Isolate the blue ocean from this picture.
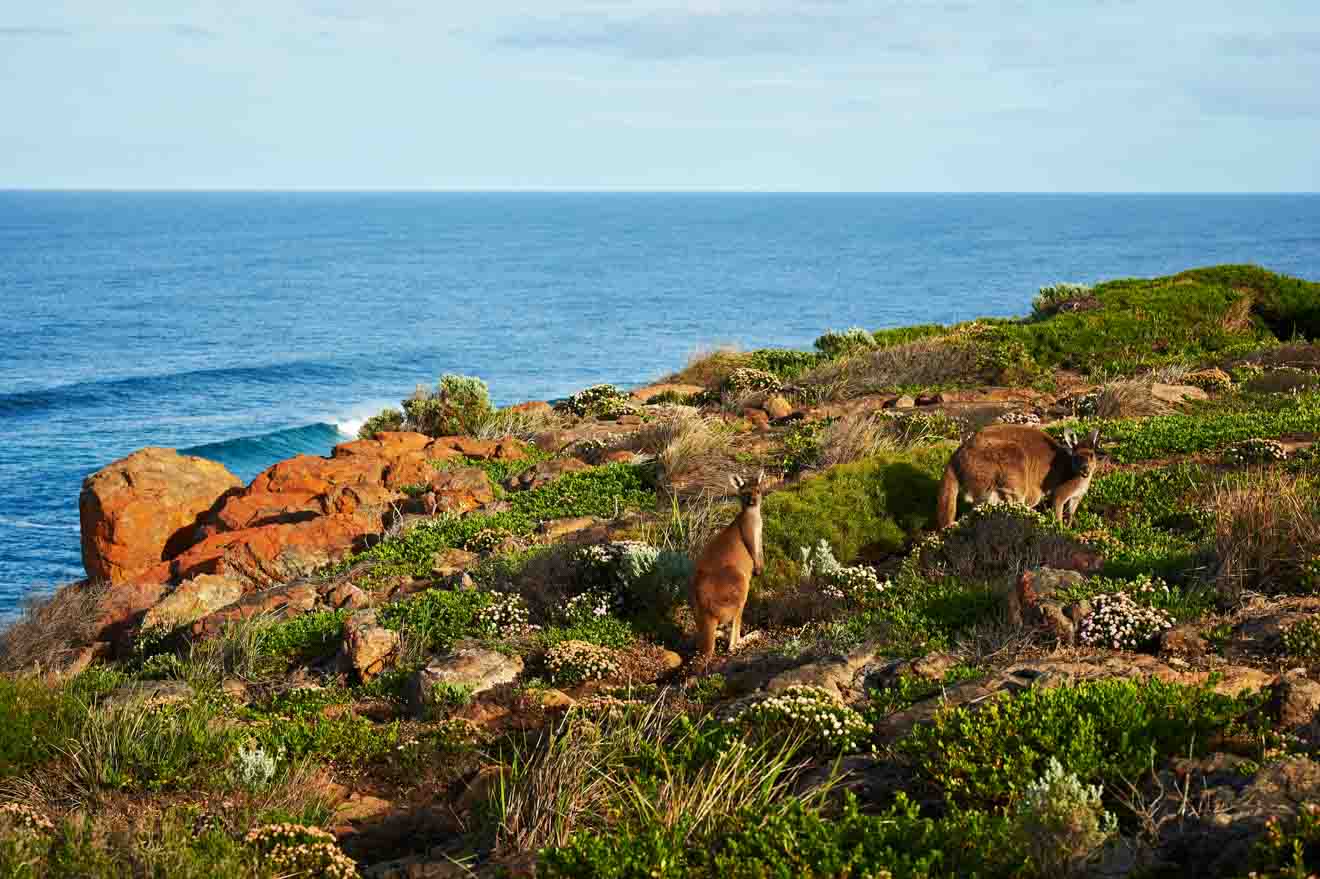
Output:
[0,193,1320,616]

--

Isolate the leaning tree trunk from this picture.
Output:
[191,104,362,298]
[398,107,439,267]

§ Work required
Pull out each line in the rows above that contains the string "this", and match it with case counting.

§ Task output
Isolate the blue ocean from this picture.
Isolate the leaning tree trunk from this picture.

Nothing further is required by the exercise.